- **Textauszug**:

Der EuGH (Große Kammer) hat mit Urteil vom 8. 5. 2018 – Rs. C-82/16, K. A., M. Z., M. J., N. N. N., O. I. O., R. I., B. A. gegen Belgische Staat, ECLI:EU:C:2018:308 – wie folgt entschieden:

1. Die Richtlinie 2008/115/EG des Europäischen Parlaments und des Rates vom 16. 12. 2008 über gemeinsame Normen und Verfahren in den Mitgliedstaaten zur Rückführung illegal aufhältiger Drittstaatsangehöriger, insbesondere deren Art. 5 und 11, ist dahin auszulegen, dass sie einer Praxis eines Mitgliedstaats nicht entgegensteht, die darin besteht, dass ein Antrag auf Aufenthaltsgewährung zum Zweck einer Familienzusammenführung, den ein einem Drittstaat angehörender Familienangehöriger eines Unionsbürgers, der Staatsangehöriger dieses Mitgliedstaats ist und nie von seinem Recht auf Freizügigkeit Gebrauch gemacht hat, in dessen Hoheitsgebiet stellt, allein deshalb nicht bearbeitet wird, weil gegen den Drittstaatsangehörigen ein Verbot der Einreise in dieses Hoheitsgebiet verhängt wurde.

- **Extrahierte Daten**:
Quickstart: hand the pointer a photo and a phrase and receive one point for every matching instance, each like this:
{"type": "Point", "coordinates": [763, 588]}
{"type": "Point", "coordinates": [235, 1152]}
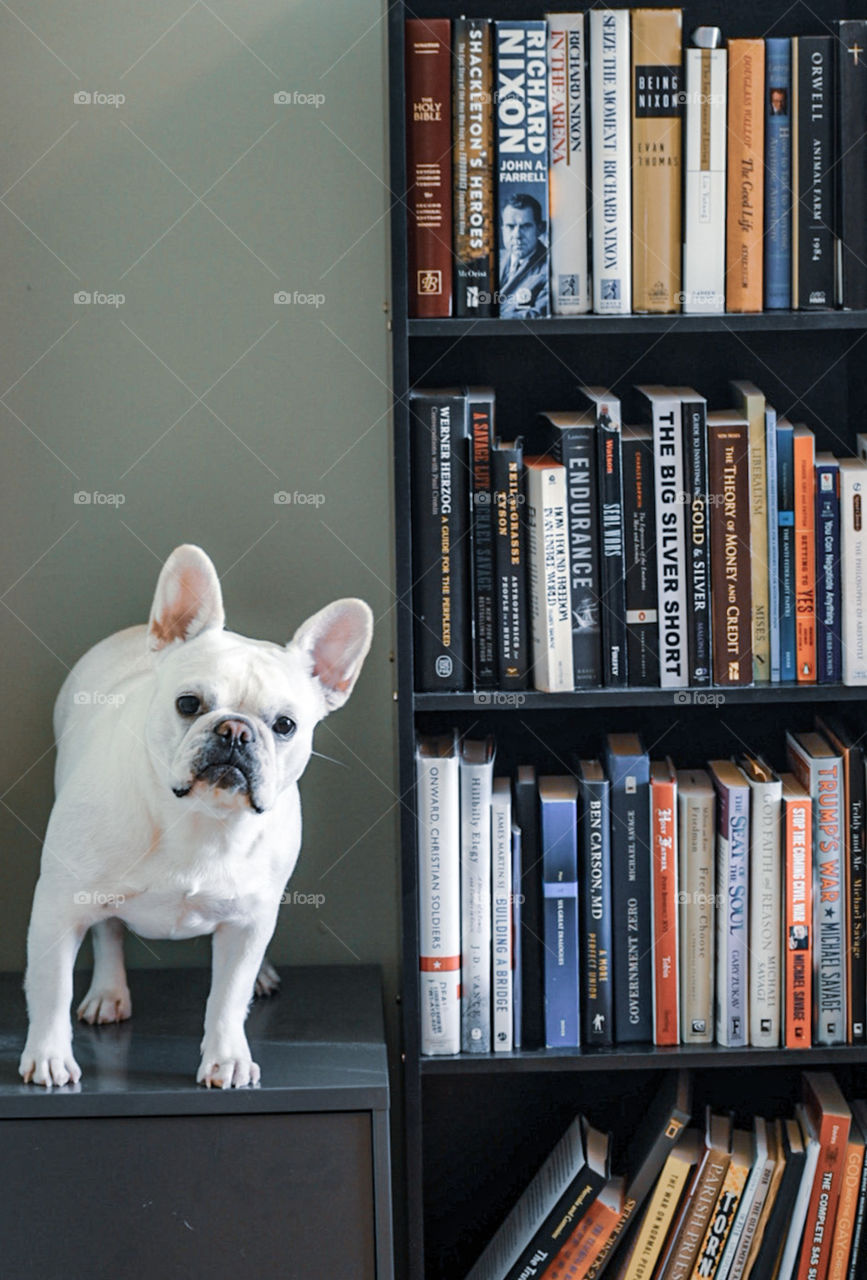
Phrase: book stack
{"type": "Point", "coordinates": [630, 901]}
{"type": "Point", "coordinates": [601, 161]}
{"type": "Point", "coordinates": [702, 548]}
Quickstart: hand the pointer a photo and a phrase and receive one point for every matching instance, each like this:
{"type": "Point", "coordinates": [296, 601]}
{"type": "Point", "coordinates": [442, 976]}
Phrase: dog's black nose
{"type": "Point", "coordinates": [236, 731]}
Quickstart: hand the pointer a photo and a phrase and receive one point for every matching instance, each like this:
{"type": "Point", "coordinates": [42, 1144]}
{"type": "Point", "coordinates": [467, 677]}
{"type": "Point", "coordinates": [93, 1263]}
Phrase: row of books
{"type": "Point", "coordinates": [632, 901]}
{"type": "Point", "coordinates": [706, 548]}
{"type": "Point", "coordinates": [544, 182]}
{"type": "Point", "coordinates": [780, 1197]}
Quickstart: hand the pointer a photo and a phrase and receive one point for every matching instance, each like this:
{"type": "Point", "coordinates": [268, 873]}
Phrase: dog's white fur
{"type": "Point", "coordinates": [137, 835]}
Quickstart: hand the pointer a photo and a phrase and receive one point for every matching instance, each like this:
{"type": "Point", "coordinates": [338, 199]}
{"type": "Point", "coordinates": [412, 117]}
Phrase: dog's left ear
{"type": "Point", "coordinates": [336, 640]}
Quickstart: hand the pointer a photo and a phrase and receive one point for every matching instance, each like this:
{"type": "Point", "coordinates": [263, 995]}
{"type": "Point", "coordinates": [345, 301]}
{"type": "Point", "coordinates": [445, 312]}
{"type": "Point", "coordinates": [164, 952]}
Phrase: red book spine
{"type": "Point", "coordinates": [429, 165]}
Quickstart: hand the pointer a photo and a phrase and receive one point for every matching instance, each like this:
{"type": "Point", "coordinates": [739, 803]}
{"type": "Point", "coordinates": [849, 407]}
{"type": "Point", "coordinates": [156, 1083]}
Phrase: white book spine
{"type": "Point", "coordinates": [548, 579]}
{"type": "Point", "coordinates": [502, 915]}
{"type": "Point", "coordinates": [765, 914]}
{"type": "Point", "coordinates": [611, 160]}
{"type": "Point", "coordinates": [670, 543]}
{"type": "Point", "coordinates": [567, 192]}
{"type": "Point", "coordinates": [853, 570]}
{"type": "Point", "coordinates": [704, 183]}
{"type": "Point", "coordinates": [477, 780]}
{"type": "Point", "coordinates": [439, 904]}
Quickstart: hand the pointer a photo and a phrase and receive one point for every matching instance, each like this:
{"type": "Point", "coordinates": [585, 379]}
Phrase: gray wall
{"type": "Point", "coordinates": [103, 400]}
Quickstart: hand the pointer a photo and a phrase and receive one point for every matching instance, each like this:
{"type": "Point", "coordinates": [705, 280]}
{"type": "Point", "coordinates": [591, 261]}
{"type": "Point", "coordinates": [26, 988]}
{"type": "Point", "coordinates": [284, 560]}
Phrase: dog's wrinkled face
{"type": "Point", "coordinates": [231, 720]}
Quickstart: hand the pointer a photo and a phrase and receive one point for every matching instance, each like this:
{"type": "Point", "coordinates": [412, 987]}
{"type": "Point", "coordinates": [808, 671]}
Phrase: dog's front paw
{"type": "Point", "coordinates": [49, 1064]}
{"type": "Point", "coordinates": [227, 1068]}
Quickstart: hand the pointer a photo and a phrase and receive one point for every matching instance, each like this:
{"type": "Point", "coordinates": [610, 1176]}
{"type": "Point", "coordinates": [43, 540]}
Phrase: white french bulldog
{"type": "Point", "coordinates": [177, 810]}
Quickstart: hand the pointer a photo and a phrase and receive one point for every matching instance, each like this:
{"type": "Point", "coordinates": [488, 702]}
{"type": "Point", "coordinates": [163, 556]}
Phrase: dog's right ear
{"type": "Point", "coordinates": [187, 600]}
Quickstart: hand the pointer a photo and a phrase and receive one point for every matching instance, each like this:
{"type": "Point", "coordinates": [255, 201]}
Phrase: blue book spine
{"type": "Point", "coordinates": [785, 465]}
{"type": "Point", "coordinates": [521, 77]}
{"type": "Point", "coordinates": [829, 653]}
{"type": "Point", "coordinates": [777, 173]}
{"type": "Point", "coordinates": [560, 886]}
{"type": "Point", "coordinates": [772, 543]}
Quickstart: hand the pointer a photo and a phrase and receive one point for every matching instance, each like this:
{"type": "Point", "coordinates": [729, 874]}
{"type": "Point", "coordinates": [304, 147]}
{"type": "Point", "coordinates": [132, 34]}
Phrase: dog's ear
{"type": "Point", "coordinates": [336, 640]}
{"type": "Point", "coordinates": [187, 600]}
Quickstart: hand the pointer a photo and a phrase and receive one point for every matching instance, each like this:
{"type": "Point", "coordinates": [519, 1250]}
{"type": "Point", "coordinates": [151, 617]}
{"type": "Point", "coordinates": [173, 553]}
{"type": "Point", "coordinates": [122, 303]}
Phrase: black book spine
{"type": "Point", "coordinates": [526, 817]}
{"type": "Point", "coordinates": [441, 519]}
{"type": "Point", "coordinates": [852, 161]}
{"type": "Point", "coordinates": [698, 540]}
{"type": "Point", "coordinates": [815, 247]}
{"type": "Point", "coordinates": [484, 615]}
{"type": "Point", "coordinates": [611, 560]}
{"type": "Point", "coordinates": [575, 448]}
{"type": "Point", "coordinates": [639, 551]}
{"type": "Point", "coordinates": [510, 566]}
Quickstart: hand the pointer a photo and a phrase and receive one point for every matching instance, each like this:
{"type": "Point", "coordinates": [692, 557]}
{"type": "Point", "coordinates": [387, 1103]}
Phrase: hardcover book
{"type": "Point", "coordinates": [475, 227]}
{"type": "Point", "coordinates": [523, 168]}
{"type": "Point", "coordinates": [569, 141]}
{"type": "Point", "coordinates": [429, 165]}
{"type": "Point", "coordinates": [610, 154]}
{"type": "Point", "coordinates": [656, 62]}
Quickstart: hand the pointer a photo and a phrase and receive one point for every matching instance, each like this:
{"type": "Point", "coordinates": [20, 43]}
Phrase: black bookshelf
{"type": "Point", "coordinates": [478, 1128]}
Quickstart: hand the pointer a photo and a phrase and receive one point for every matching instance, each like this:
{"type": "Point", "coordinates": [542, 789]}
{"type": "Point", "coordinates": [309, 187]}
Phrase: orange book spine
{"type": "Point", "coordinates": [745, 176]}
{"type": "Point", "coordinates": [804, 469]}
{"type": "Point", "coordinates": [664, 833]}
{"type": "Point", "coordinates": [799, 920]}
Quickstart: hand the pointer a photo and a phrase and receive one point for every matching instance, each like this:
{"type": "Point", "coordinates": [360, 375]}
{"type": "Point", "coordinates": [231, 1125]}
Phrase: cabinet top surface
{"type": "Point", "coordinates": [319, 1043]}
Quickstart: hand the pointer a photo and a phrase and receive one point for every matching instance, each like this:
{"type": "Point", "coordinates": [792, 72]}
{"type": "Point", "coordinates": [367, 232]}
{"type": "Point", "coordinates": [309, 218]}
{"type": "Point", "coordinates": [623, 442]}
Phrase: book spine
{"type": "Point", "coordinates": [829, 658]}
{"type": "Point", "coordinates": [666, 997]}
{"type": "Point", "coordinates": [611, 553]}
{"type": "Point", "coordinates": [567, 178]}
{"type": "Point", "coordinates": [698, 542]}
{"type": "Point", "coordinates": [523, 168]}
{"type": "Point", "coordinates": [671, 543]}
{"type": "Point", "coordinates": [575, 448]}
{"type": "Point", "coordinates": [804, 476]}
{"type": "Point", "coordinates": [429, 165]}
{"type": "Point", "coordinates": [852, 160]}
{"type": "Point", "coordinates": [730, 568]}
{"type": "Point", "coordinates": [697, 941]}
{"type": "Point", "coordinates": [439, 905]}
{"type": "Point", "coordinates": [765, 915]}
{"type": "Point", "coordinates": [640, 568]}
{"type": "Point", "coordinates": [561, 963]}
{"type": "Point", "coordinates": [610, 152]}
{"type": "Point", "coordinates": [630, 896]}
{"type": "Point", "coordinates": [480, 411]}
{"type": "Point", "coordinates": [772, 543]}
{"type": "Point", "coordinates": [441, 515]}
{"type": "Point", "coordinates": [786, 525]}
{"type": "Point", "coordinates": [704, 184]}
{"type": "Point", "coordinates": [777, 174]}
{"type": "Point", "coordinates": [813, 246]}
{"type": "Point", "coordinates": [853, 574]}
{"type": "Point", "coordinates": [745, 186]}
{"type": "Point", "coordinates": [798, 922]}
{"type": "Point", "coordinates": [512, 639]}
{"type": "Point", "coordinates": [733, 913]}
{"type": "Point", "coordinates": [597, 914]}
{"type": "Point", "coordinates": [501, 895]}
{"type": "Point", "coordinates": [473, 168]}
{"type": "Point", "coordinates": [548, 579]}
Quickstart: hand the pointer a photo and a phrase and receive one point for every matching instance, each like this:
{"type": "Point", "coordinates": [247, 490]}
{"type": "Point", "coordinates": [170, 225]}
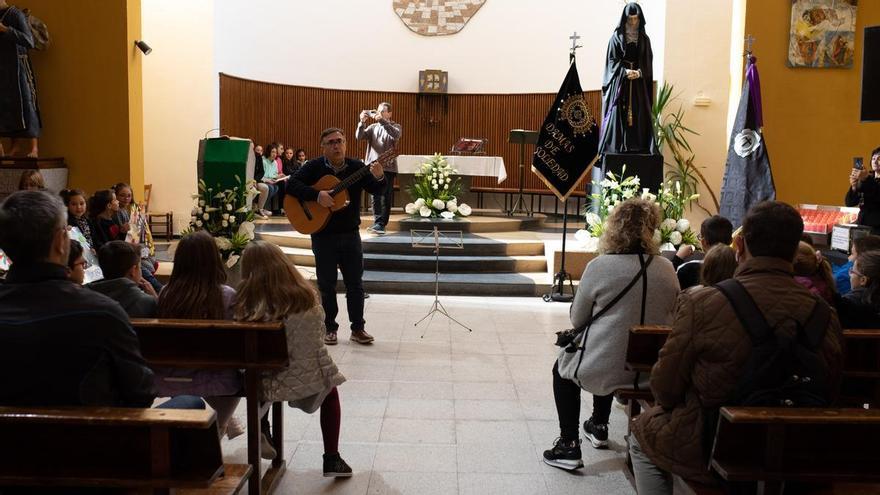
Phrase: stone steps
{"type": "Point", "coordinates": [426, 262]}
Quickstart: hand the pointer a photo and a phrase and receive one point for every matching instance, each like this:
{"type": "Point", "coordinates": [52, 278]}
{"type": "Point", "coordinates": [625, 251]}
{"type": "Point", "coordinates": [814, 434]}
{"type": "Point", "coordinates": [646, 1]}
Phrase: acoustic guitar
{"type": "Point", "coordinates": [309, 217]}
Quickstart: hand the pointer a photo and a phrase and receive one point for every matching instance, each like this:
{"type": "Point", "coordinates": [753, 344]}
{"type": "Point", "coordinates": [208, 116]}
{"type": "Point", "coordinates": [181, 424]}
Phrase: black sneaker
{"type": "Point", "coordinates": [335, 467]}
{"type": "Point", "coordinates": [564, 455]}
{"type": "Point", "coordinates": [597, 434]}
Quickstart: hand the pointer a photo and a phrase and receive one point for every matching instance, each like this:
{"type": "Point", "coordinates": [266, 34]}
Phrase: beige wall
{"type": "Point", "coordinates": [179, 98]}
{"type": "Point", "coordinates": [89, 89]}
{"type": "Point", "coordinates": [698, 60]}
{"type": "Point", "coordinates": [811, 116]}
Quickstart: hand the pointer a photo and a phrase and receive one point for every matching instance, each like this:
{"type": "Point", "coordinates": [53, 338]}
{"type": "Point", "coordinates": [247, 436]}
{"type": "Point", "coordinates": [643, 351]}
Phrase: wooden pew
{"type": "Point", "coordinates": [861, 368]}
{"type": "Point", "coordinates": [207, 344]}
{"type": "Point", "coordinates": [127, 448]}
{"type": "Point", "coordinates": [775, 446]}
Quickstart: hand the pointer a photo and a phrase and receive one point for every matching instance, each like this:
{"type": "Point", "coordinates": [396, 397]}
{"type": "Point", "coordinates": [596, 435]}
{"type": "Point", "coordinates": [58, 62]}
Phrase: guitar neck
{"type": "Point", "coordinates": [345, 184]}
{"type": "Point", "coordinates": [351, 179]}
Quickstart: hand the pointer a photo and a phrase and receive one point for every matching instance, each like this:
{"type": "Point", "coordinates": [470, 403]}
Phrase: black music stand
{"type": "Point", "coordinates": [521, 137]}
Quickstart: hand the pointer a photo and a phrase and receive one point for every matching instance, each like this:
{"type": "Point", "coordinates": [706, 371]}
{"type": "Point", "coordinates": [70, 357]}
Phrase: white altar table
{"type": "Point", "coordinates": [467, 165]}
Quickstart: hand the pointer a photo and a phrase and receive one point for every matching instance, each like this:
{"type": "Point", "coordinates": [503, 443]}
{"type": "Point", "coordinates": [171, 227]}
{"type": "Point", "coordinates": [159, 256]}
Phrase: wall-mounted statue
{"type": "Point", "coordinates": [19, 110]}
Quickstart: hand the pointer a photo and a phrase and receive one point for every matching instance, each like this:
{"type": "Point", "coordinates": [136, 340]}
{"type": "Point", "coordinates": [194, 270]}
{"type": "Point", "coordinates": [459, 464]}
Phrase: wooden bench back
{"type": "Point", "coordinates": [861, 368]}
{"type": "Point", "coordinates": [109, 447]}
{"type": "Point", "coordinates": [212, 343]}
{"type": "Point", "coordinates": [802, 444]}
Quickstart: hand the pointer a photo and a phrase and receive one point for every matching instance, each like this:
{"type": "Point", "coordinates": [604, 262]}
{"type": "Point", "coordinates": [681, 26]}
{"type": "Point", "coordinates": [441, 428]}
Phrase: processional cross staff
{"type": "Point", "coordinates": [574, 46]}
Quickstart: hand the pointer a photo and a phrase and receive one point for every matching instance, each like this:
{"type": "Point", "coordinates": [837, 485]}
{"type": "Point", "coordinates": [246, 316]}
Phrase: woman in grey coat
{"type": "Point", "coordinates": [627, 285]}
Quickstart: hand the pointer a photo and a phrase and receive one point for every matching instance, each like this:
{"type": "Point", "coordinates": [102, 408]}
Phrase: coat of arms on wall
{"type": "Point", "coordinates": [436, 17]}
{"type": "Point", "coordinates": [822, 33]}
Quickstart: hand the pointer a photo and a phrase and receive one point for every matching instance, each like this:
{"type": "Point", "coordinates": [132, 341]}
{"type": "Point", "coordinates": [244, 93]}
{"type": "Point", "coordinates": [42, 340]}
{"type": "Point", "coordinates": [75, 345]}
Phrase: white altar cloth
{"type": "Point", "coordinates": [483, 166]}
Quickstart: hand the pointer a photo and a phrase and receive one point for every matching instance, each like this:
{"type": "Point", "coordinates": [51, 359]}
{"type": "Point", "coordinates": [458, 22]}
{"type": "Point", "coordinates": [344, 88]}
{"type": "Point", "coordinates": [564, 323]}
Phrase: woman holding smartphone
{"type": "Point", "coordinates": [864, 191]}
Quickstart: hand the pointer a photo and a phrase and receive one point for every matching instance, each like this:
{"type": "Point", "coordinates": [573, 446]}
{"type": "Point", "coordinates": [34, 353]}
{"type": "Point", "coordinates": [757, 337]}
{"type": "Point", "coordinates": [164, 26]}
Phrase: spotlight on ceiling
{"type": "Point", "coordinates": [143, 46]}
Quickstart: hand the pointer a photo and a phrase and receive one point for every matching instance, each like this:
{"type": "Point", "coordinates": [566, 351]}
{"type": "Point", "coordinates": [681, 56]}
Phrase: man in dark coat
{"type": "Point", "coordinates": [60, 344]}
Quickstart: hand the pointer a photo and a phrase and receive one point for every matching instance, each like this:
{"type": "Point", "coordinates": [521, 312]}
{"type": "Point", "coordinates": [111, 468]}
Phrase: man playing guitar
{"type": "Point", "coordinates": [339, 242]}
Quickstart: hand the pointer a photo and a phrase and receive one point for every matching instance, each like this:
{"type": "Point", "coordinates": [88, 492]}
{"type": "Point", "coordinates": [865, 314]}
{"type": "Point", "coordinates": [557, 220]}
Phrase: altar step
{"type": "Point", "coordinates": [506, 244]}
{"type": "Point", "coordinates": [426, 262]}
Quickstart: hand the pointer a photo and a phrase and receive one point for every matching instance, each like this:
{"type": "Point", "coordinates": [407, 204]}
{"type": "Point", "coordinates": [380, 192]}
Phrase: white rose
{"type": "Point", "coordinates": [233, 259]}
{"type": "Point", "coordinates": [247, 229]}
{"type": "Point", "coordinates": [223, 243]}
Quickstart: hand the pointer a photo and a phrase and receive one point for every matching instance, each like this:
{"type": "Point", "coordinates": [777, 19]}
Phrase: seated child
{"type": "Point", "coordinates": [121, 264]}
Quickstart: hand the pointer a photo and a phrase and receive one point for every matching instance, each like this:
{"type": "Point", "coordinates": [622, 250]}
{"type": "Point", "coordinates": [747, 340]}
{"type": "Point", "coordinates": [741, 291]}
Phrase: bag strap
{"type": "Point", "coordinates": [626, 289]}
{"type": "Point", "coordinates": [746, 310]}
{"type": "Point", "coordinates": [812, 332]}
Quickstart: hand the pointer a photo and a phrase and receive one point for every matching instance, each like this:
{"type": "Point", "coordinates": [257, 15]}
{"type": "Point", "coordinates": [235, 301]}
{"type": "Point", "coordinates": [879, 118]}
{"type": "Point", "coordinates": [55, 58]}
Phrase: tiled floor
{"type": "Point", "coordinates": [453, 412]}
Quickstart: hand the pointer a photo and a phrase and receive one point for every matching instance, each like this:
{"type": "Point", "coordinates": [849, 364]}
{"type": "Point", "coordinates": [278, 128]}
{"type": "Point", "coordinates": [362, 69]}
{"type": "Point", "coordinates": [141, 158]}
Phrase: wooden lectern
{"type": "Point", "coordinates": [521, 137]}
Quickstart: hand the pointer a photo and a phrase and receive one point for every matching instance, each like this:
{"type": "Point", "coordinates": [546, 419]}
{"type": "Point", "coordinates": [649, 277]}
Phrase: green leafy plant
{"type": "Point", "coordinates": [671, 132]}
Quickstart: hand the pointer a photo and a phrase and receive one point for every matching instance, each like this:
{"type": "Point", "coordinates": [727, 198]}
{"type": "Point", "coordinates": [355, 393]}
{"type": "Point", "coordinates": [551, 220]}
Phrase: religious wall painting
{"type": "Point", "coordinates": [822, 33]}
{"type": "Point", "coordinates": [436, 17]}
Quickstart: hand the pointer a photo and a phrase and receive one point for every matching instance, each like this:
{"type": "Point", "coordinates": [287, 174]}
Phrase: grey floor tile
{"type": "Point", "coordinates": [501, 484]}
{"type": "Point", "coordinates": [421, 390]}
{"type": "Point", "coordinates": [420, 409]}
{"type": "Point", "coordinates": [390, 483]}
{"type": "Point", "coordinates": [404, 430]}
{"type": "Point", "coordinates": [415, 458]}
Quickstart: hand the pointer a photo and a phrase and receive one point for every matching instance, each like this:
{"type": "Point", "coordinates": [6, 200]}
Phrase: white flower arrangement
{"type": "Point", "coordinates": [227, 216]}
{"type": "Point", "coordinates": [674, 230]}
{"type": "Point", "coordinates": [435, 191]}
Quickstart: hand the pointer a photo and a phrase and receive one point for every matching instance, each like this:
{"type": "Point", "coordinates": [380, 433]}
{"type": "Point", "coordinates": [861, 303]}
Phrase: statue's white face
{"type": "Point", "coordinates": [632, 21]}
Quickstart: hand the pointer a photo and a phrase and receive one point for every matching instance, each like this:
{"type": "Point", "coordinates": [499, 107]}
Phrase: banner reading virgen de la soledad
{"type": "Point", "coordinates": [568, 142]}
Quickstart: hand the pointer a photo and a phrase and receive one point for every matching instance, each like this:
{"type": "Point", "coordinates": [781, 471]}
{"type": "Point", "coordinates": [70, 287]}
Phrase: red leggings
{"type": "Point", "coordinates": [331, 416]}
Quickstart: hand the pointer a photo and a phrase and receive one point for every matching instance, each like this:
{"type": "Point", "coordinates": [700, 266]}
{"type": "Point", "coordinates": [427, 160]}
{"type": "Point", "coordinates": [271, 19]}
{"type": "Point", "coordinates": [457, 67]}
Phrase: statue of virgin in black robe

- **Aufgabenstellung**: Nenne alle Personen, die der Textauszug zum EuGH-Urteil als Partei gegen den belgischen Staat aufführt.

- **Lösung**: K. A., M. Z., M. J., N. N. N., O. I. O., R. I., B. A.